> **SOURCE PASSAGE**:
--- START ---

For this you need to set up an ssh connection. In terminal
the commant would be
> ssh xxx@bbcxsrv1.biotech.uconn.edu
(you could use jellyfish to keep track of the ssh connections (less
typing, if you go to the same server repeatedly).

For a Mac I recommend the use of filezilla, Jellyfish and Textwrangler.
To install these go to

http://www.grepsoft.net/products.php
click on download behind the jellyfish icon, open the dmg dick image
(if it doesn't automatically) and drag the jellifish icon into your
application folder. Jellyfish sets up terminal connections.

http://rsug.itd.umich.edu/software/fugu/
click on the download link, then on the latest version rest is as above.

http://filezilla-project.org/
click on the download button, follow instuctions

What is phylogenetics?  Does it mean building trees? 

The equation between trees and phylogeny is a widely propagated misconception.  The origins of the word phylo-geny are Greek phlon, race or class and Greek -geneia, from -gens, born. (from the American Heritage Dictionary).  Phylogeny describes how the larger taxonomic categories came into existence (as opposed to ontogeny which describes how the individual organism comes into existence).  Botanist discovered long ago that the origin of many species results from the fusion of genomes belonging to different parent species.  They coined the term reticulate evolution.  There is hardly any crop plant that is not aneupolyploid (i.e. every cell contains copies of genomes from two different parent species. More here.).

--- END ---

> **AVAILABLE DATA**:

--- START ---

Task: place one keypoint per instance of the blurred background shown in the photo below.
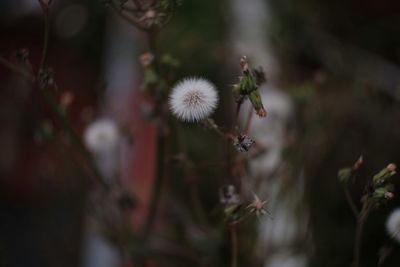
(332, 95)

--- END ---

> **WHAT YOU HAVE TO DO**: Do these statements agree with the source passage? Answer yes or no for each and quote the deciding words. (a) Filezilla is one of the programs recommended for a Mac. (b) Jellyfish is used to set up terminal connections. (c) Phylogeny describes how the individual organism comes into existence. Use only the source passage to answer.

> **SOLUTION FOR THIS PROBLEM**:
(a) Yes: "For a Mac I recommend the use of filezilla, Jellyfish and Textwrangler."
(b) Yes: "Jellyfish sets up terminal connections."
(c) No: "Phylogeny describes how the larger taxonomic categories came into existence (as opposed to ontogeny which describes how the individual organism comes into existence)."